▸ **TEXT SHOWN**:

........

A majority of the members of the Committee will constitute a quorum. Members of the Committee may participate in a meeting through any means which permits all parties to communicate adequately with each other. Any member not physically present but participating in the meeting through such means is deemed to be present at the meeting. A quorum, once established, is maintained even if members of the Committee leave before the meeting concludes.
4.3.
In the event of a tie vote on a resolution, the issue will be forwarded to the full board for a vote.
4.4.
A resolution signed (including signatures communicated by fax or electronic mail) by all members of the Committee entitled to vote on that resolution is as valid as if it had been passed at a meeting of the Committee.
4.5.
The Committee may invite such officers, directors and employees of the Company as it may see fit from time to time to attend at meetings and provide information pertinent to any matter being discussed. Any director of the Company is entitled to attend Committee meetings, however, only members of the Committee are eligible to vote or establish a quorum. The external auditors will be entitled to receive notice of every meeting of the Committee and to attend and be heard at the same. The Committee will periodically meet in camera alone and separately with each of the external auditors and management.

........

(Dataset items)
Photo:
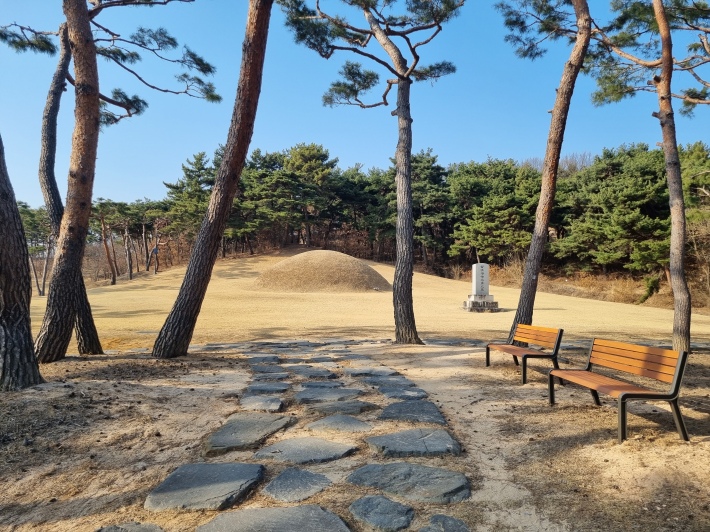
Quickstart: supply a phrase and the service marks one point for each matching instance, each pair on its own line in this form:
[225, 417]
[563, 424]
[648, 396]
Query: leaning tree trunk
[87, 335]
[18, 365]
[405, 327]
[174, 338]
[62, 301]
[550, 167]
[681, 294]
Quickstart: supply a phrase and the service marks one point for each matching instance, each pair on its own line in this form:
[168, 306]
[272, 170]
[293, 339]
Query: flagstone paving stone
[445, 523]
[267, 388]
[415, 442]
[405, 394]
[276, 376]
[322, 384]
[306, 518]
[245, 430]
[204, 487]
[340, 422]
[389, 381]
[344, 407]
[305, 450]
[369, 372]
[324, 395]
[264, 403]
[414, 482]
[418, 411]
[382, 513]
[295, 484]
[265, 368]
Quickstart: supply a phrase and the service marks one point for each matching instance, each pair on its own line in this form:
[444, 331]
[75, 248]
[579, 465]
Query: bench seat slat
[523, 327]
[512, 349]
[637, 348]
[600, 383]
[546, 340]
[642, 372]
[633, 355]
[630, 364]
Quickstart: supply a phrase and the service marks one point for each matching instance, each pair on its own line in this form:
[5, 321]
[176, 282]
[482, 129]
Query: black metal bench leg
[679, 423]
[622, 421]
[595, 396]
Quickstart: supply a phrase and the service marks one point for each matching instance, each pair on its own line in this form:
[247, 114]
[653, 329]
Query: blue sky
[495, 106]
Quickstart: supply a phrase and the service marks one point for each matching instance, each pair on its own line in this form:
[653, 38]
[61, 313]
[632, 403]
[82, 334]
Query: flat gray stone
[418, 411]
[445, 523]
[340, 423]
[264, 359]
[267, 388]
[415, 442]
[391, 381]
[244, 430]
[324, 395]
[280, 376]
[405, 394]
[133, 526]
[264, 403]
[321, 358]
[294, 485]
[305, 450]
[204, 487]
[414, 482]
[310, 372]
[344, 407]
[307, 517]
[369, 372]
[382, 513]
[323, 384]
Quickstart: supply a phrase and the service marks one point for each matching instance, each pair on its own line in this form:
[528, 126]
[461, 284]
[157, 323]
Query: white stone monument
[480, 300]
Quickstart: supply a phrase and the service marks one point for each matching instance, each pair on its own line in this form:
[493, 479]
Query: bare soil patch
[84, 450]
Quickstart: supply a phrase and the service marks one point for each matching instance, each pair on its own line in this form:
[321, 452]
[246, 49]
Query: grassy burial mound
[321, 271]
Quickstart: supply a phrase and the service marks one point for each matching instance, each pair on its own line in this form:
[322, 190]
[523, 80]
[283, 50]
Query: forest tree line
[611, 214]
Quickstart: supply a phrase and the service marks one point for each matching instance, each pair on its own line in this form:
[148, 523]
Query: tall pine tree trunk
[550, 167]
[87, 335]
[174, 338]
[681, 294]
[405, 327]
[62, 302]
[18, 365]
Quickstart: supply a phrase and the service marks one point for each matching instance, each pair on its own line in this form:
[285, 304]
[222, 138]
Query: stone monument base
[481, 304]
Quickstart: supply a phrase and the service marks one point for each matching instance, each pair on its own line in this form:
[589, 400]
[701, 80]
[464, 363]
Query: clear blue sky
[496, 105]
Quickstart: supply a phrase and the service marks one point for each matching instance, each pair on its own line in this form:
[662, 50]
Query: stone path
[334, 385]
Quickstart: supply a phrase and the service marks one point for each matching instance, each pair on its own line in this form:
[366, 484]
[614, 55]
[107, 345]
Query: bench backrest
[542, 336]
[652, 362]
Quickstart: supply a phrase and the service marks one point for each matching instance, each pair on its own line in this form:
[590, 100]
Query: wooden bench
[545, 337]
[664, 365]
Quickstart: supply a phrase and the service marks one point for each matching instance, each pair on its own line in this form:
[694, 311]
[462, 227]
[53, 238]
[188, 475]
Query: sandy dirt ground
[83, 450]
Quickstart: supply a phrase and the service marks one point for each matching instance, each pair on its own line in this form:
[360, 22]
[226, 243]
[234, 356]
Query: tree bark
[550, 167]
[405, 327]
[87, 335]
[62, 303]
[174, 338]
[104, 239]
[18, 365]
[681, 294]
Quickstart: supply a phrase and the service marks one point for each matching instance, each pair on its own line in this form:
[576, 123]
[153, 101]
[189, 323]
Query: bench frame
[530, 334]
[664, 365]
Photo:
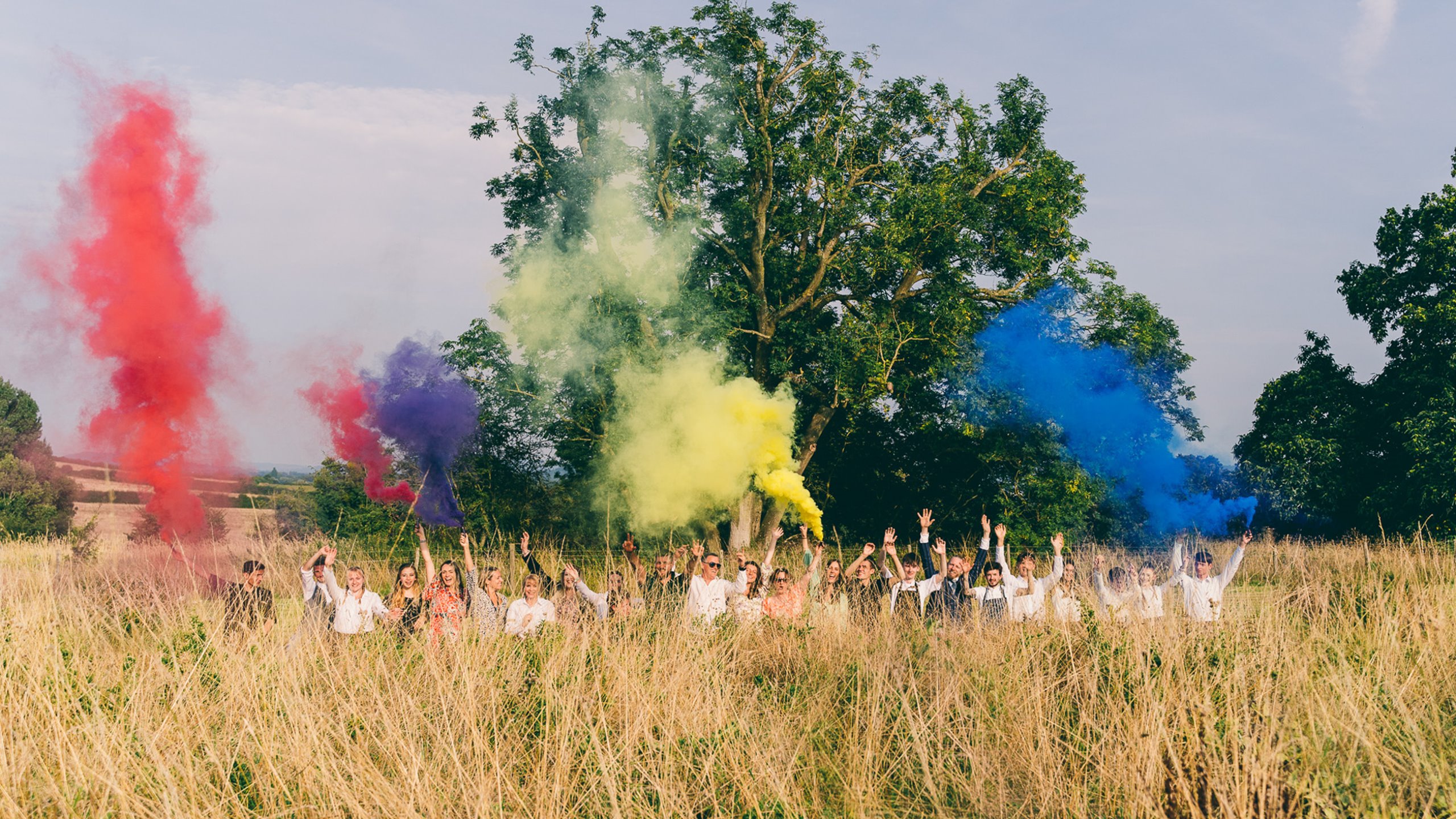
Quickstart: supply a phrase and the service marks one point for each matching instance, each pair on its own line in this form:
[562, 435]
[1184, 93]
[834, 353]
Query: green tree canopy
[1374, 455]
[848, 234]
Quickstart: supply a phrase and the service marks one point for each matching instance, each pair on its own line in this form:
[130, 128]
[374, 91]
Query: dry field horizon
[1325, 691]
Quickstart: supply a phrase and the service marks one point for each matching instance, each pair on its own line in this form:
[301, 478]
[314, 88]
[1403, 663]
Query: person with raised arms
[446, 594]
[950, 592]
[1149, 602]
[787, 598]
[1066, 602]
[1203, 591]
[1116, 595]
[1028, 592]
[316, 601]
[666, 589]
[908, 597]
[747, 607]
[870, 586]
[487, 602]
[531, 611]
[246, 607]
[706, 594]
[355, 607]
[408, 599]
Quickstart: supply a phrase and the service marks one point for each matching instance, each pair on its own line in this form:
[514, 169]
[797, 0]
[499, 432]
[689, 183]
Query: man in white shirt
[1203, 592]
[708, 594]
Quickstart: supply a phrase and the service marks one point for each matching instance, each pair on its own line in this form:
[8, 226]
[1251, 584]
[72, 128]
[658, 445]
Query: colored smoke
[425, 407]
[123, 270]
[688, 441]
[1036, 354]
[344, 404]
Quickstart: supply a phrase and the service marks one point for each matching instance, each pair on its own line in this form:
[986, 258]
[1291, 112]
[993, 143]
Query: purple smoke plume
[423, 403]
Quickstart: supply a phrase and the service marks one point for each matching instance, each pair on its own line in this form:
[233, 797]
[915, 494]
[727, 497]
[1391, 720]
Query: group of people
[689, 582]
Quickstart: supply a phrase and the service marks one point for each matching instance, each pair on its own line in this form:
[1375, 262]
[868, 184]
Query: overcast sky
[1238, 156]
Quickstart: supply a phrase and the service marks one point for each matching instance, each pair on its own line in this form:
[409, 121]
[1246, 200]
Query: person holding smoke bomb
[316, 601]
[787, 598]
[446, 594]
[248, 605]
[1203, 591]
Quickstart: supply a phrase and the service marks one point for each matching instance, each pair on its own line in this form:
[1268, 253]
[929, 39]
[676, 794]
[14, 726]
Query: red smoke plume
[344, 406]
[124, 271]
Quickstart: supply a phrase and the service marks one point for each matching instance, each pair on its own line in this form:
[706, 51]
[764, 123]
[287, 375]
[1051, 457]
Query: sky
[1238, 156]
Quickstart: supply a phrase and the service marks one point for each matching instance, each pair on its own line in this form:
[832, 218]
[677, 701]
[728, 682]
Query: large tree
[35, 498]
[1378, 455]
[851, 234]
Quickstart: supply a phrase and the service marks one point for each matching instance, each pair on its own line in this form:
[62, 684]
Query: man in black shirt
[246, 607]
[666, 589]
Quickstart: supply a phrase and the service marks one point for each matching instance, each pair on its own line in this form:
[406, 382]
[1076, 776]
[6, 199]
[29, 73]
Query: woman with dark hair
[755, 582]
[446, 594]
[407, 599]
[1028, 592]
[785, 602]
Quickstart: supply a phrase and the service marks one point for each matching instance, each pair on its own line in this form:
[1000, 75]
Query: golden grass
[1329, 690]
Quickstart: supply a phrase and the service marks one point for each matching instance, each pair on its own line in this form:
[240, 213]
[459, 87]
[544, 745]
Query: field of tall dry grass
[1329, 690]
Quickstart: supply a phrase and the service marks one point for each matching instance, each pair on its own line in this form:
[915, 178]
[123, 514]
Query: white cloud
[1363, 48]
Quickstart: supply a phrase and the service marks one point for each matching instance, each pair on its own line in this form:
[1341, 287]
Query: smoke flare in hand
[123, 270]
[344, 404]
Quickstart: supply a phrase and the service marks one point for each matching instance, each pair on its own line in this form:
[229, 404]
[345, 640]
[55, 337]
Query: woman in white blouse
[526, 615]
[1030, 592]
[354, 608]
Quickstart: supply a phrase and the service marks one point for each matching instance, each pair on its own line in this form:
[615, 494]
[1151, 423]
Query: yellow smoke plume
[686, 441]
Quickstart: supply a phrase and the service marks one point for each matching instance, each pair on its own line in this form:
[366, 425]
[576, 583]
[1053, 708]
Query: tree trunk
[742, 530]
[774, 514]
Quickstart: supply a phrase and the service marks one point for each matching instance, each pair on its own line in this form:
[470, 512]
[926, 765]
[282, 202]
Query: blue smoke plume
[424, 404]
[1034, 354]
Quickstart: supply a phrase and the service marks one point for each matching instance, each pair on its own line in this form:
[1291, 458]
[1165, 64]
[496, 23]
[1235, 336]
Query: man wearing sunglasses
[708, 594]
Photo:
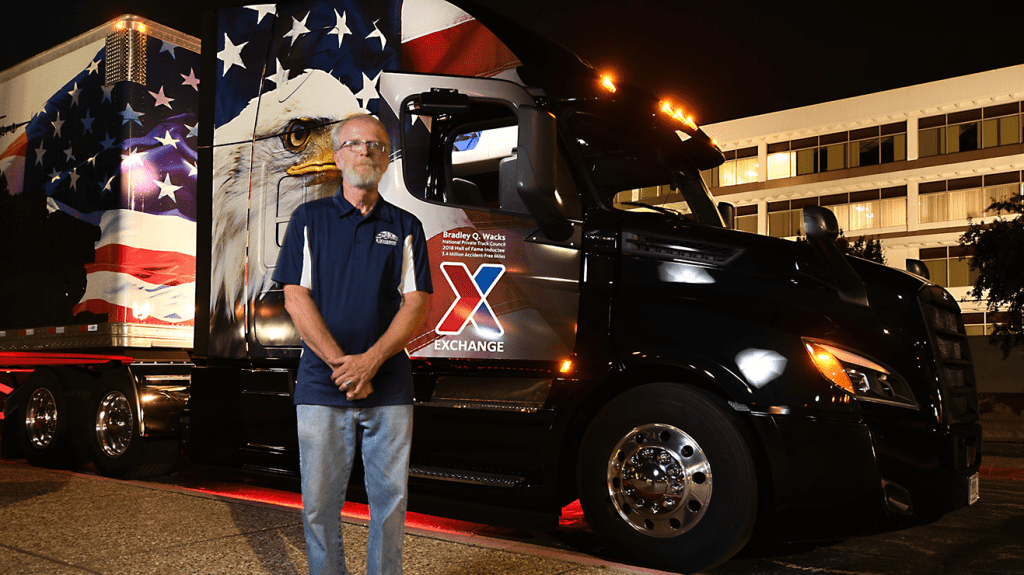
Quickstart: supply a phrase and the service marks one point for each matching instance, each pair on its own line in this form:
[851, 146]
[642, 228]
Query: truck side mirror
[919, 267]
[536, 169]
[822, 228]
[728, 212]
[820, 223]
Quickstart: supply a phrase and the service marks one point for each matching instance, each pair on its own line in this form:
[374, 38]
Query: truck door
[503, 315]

........

▸ **DIRECTIONS**:
1 > According to the committee rules text, what happens to an issue when a resolution ends in a tie vote?
2 > Write the next part of the committee rules text, picking up after its final sentence.

▸ **ANSWERS TO THE PROBLEMS**:
1 > The issue is forwarded to the full board for a vote.

2 >
4.6.
The Chair will ensure that meeting agendas are prepared and provided in advance to members of the Committee, along with appropriate briefing materials. The Committee will keep and approve minutes of each meeting which record the decisions reached by the Committee. Once approved, the minutes will be distributed to Committee members with copies provided to the Board, the chief executive officer of the Company, the chief financial officer of the Company and the external auditors.
5.
RESPONSIBILITIES
The Committee will carry out the following responsibilities:
5.1.
Financial Reporting
(a)
Review with management and the external auditors any issues of concern with respect to financial reporting, including proposed changes in the selection or application of major accounting policies and the reasons for such changes, any complex or unusual transactions, any issues depending on management’s judgment, proposed changes to or adoption of disclosure practices, and the effects of any recent or proposed regulatory or accounting initiatives or pronouncements, all to the extent that the foregoing may be material to financial reporting.
(b)
Review with management and the external auditors their qualitative judgments about the appropriateness, not just the acceptability, of accounting principles and accounting disclosure practices used or proposed to be used, particularly the degree of aggressiveness or conservatism of the Company’s accounting principles and underlying estimates.
(c)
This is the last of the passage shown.